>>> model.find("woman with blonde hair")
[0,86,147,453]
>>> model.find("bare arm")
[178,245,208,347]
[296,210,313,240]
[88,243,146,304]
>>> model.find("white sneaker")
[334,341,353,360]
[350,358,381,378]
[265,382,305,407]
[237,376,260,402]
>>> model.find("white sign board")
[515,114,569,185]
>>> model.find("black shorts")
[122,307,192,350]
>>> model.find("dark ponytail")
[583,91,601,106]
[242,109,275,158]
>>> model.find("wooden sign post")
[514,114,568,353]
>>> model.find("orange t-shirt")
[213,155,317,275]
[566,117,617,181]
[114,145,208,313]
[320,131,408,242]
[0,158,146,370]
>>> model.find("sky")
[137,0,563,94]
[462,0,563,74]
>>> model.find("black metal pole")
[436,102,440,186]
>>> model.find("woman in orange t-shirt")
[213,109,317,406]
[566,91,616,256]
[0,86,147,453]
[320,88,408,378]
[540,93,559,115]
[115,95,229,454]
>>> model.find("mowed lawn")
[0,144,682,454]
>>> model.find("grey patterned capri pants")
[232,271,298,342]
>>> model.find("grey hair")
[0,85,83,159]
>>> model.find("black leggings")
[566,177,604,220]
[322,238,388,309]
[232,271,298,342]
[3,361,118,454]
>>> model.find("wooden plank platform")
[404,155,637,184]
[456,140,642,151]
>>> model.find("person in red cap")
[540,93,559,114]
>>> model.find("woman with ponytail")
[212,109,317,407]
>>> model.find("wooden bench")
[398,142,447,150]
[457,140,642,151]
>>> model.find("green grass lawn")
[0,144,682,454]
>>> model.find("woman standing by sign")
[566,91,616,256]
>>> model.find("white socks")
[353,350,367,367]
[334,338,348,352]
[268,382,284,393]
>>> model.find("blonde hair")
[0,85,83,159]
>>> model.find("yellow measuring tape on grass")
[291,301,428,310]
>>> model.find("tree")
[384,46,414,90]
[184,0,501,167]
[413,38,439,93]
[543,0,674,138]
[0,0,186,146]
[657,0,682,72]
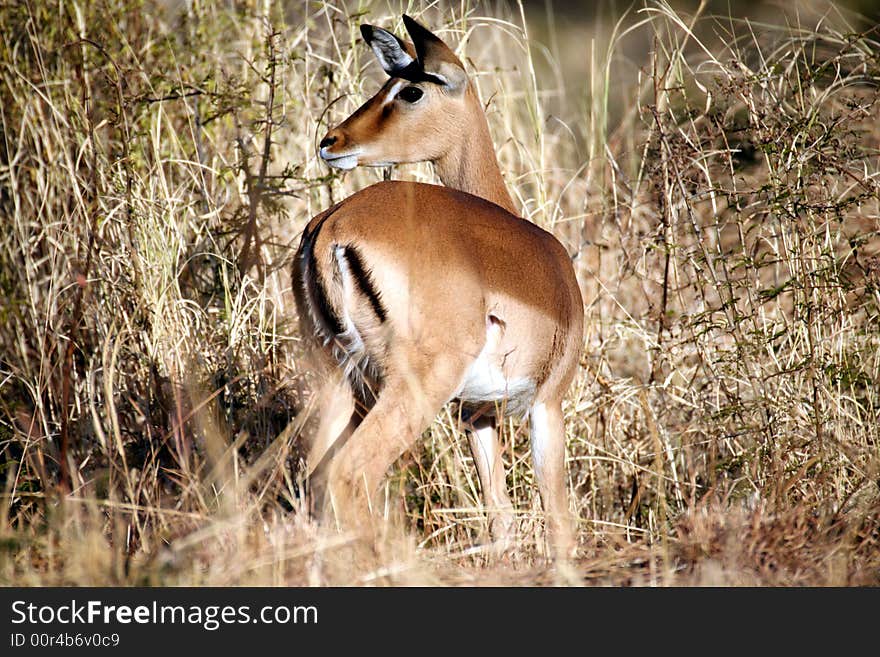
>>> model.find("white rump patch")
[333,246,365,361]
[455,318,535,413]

+ + + +

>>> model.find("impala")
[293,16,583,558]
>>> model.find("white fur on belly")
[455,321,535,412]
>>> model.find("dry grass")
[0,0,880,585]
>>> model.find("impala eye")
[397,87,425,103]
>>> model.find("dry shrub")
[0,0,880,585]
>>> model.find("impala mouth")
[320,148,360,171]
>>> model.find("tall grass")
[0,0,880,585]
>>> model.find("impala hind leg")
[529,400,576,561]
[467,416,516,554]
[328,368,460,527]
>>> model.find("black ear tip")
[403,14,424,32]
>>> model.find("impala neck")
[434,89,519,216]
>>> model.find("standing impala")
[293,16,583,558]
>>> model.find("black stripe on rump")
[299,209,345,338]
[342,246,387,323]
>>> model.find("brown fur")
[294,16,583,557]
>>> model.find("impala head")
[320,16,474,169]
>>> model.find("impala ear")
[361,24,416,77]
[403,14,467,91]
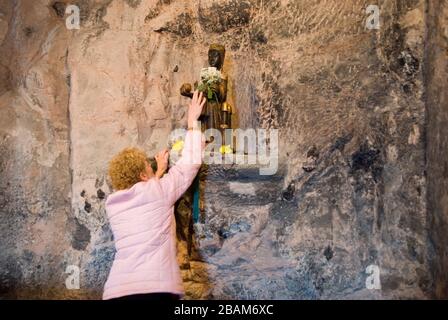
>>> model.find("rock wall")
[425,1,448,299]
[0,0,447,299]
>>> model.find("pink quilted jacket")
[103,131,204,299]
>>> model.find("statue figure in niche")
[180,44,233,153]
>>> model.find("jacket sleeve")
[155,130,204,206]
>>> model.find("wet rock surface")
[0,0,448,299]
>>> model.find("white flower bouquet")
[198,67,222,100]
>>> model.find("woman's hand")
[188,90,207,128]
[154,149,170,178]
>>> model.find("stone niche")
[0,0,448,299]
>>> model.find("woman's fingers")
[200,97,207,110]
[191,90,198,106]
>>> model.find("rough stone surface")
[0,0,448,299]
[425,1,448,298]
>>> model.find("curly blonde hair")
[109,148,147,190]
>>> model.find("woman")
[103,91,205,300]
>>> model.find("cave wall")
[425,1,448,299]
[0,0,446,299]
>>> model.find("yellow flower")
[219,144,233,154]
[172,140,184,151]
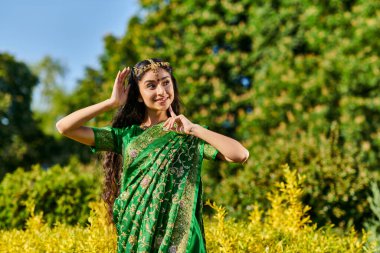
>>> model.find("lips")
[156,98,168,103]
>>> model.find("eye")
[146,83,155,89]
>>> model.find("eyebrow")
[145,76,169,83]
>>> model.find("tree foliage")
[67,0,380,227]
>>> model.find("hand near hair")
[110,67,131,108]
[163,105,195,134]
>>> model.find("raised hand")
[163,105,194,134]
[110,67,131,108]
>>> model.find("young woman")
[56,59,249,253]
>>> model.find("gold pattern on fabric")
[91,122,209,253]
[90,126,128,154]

+ + + +

» **SET TASK**:
List every line of the records that contains the string "orange", matching case exactly.

» **RESULT OF THE EXERCISE**:
>>> model.find("orange t-shirt")
>>> model.find("woman in orange t-shirt")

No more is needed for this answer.